Endlich hatten wir die großräumige Weltstadt Tashkent erreicht. Hier fühlten wir uns wieder wie zu Hause. Breite Strassen, kaum Verkehr, unzählige
schattenspendende Parks, beste Einkaufsmöglichkeiten, gute Restaurants und ein total entspanntes Klima. Wie immer stiegen wir im Sam-Buh Hotel ab, von Armeniern
geführt, einfach aber mit allem Komfort und äußerst günstig gelegen. Zum Stadtzentrum sind es 20 Minuten zu Fuß, die Botschaft Turkmenistans
liegt in unmittelbarer Nachbarschaft, jene Kasachstans und Russlands sind gleichfalls bequem zu Fuß zu erreichen. Überhaupt ist Taschkent der ideale Ort, um in
Zentralasien Visa einzuholen. Nicht weit weg vom Sam-Buh Hotel finden sich große Open-Air Restaurants aller Preiskategorien und der riesige Mirobod Basar, mit einer
irren Auswahl an Obst, Gemüse und allem was der Reisende sonst noch so benötigt. Wem es im Sommer zu warm wird in der Stadt, dem sei ein Besuch der im Nordosten
Tashkents gelegenen Chimgan-Hochgebirgsregion empfohlen. Hier locken über 3000m hohe Gipfel zum Bergsteigen und kristallklare Seen, bequem über Autobahn zu
erreichen!

__Datenzeilen__:
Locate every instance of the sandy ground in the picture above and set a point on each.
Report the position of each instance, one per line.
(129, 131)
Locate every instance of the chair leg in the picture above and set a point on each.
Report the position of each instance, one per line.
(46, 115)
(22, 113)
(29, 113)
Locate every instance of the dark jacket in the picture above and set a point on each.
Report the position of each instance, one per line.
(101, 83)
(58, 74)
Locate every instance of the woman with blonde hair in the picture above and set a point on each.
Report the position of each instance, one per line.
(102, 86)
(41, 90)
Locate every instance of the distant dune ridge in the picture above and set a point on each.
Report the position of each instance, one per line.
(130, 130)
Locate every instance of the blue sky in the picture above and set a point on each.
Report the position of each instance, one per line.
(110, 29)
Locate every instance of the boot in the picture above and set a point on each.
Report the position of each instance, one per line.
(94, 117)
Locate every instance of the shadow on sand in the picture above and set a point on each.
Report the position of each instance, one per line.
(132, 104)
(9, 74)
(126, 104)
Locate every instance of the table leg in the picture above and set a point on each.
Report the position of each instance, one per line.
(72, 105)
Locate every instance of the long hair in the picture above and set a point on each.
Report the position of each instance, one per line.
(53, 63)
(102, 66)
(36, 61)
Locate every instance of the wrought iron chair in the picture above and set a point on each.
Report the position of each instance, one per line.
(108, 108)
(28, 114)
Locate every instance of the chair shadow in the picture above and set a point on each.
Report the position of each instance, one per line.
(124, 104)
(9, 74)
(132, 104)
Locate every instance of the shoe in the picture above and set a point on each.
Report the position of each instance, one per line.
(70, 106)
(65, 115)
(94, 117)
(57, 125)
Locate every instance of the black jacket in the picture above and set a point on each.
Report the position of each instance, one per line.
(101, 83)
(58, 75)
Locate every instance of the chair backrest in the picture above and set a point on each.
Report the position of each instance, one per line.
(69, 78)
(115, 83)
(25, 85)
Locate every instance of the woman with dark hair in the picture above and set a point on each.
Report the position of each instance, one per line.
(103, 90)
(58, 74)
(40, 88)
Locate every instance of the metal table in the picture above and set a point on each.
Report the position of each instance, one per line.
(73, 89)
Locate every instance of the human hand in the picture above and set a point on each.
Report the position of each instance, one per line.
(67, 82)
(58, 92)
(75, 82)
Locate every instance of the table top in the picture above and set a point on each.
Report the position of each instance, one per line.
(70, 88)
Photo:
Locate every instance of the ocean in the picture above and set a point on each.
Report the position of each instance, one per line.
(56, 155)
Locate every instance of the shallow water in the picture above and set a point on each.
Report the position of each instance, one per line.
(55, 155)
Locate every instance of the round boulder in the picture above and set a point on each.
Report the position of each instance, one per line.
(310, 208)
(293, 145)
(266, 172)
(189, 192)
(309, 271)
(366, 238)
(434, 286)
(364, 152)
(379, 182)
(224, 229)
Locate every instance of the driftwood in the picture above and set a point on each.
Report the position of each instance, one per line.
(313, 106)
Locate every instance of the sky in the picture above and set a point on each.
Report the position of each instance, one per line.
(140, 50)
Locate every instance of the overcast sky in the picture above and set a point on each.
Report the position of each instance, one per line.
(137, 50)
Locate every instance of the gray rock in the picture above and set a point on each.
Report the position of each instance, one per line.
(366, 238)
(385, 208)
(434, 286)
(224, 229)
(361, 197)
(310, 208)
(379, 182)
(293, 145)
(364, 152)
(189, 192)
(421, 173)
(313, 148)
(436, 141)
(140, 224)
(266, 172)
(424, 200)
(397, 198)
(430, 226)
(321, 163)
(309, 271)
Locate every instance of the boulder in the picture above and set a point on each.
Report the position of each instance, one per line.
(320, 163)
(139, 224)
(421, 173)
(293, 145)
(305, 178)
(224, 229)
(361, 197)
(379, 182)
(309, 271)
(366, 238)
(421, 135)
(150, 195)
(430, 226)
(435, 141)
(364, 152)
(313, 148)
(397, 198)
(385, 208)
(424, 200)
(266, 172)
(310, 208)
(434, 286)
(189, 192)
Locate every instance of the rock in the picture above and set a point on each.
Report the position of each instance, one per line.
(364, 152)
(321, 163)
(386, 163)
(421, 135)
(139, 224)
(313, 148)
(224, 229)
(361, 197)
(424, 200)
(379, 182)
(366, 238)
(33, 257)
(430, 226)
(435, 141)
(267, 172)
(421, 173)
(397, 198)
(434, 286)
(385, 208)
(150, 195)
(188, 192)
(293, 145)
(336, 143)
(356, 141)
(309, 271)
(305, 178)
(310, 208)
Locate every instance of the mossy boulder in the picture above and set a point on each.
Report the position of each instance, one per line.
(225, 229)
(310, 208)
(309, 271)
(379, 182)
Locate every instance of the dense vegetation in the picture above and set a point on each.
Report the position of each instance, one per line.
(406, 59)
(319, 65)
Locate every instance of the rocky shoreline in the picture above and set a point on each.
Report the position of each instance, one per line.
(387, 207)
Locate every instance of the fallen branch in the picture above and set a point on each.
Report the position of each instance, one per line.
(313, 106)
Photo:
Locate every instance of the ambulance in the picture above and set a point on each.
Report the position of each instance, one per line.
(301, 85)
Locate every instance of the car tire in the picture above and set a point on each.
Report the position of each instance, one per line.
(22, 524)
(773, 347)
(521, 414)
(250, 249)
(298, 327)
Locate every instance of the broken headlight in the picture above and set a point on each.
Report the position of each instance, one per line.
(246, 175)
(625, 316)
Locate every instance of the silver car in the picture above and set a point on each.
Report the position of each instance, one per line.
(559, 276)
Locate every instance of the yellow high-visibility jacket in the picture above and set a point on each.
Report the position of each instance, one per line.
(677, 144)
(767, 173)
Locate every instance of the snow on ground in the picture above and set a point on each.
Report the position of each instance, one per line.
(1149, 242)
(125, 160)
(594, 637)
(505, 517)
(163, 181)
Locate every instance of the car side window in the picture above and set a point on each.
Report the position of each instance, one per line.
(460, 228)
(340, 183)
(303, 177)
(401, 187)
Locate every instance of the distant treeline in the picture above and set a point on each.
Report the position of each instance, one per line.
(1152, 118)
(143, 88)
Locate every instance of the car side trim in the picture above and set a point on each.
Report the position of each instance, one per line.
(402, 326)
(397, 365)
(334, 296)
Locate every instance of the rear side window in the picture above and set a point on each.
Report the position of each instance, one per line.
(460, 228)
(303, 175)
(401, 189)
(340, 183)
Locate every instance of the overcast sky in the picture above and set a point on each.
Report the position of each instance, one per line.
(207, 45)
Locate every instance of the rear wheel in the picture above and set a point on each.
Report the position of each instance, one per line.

__Aufgaben und Übungen__:
(a) Erkläre anhand des Textauszugs über Taschkent in ein bis drei Sätzen, warum das Sam-Buh Hotel als äußerst günstig gelegen beschrieben wird.
(b) Knüpfe an den Textauszug über Taschkent an und setze ihn nach seinem letzten Satz fort.
Die Datenzeilen sind eigenständiges Material und haben mit dem Textauszug nichts zu tun.

__Antworten__:
(a) Vom Hotel aus erreicht man das Stadtzentrum in 20 Minuten zu Fuß. Die Botschaft Turkmenistans liegt in unmittelbarer Nachbarschaft, und auch die Botschaften Kasachstans und Russlands sind bequem zu Fuß zu erreichen.

(b)
Nach einigen Tagen verließen wir daher nur ungern diese schöne Stadt und machten uns auf den Weg nach Tadjikistan. Das war leichter gesagt als getan. Denn
gerade die Ausfahrt auf die A373 Richtung Toytepa ist für Unkundige wie wir es waren praktisch nicht zu finden (und wir haben bisher unzählige sehr schwierige
Ortsausfahrten in der ehemaligen Sowjetunion gefunden!). Das beste ist, gleich ein Taxi zu nehmen, das einen zur Ortsausfahrt bringt. Kostet keine 3 EUR.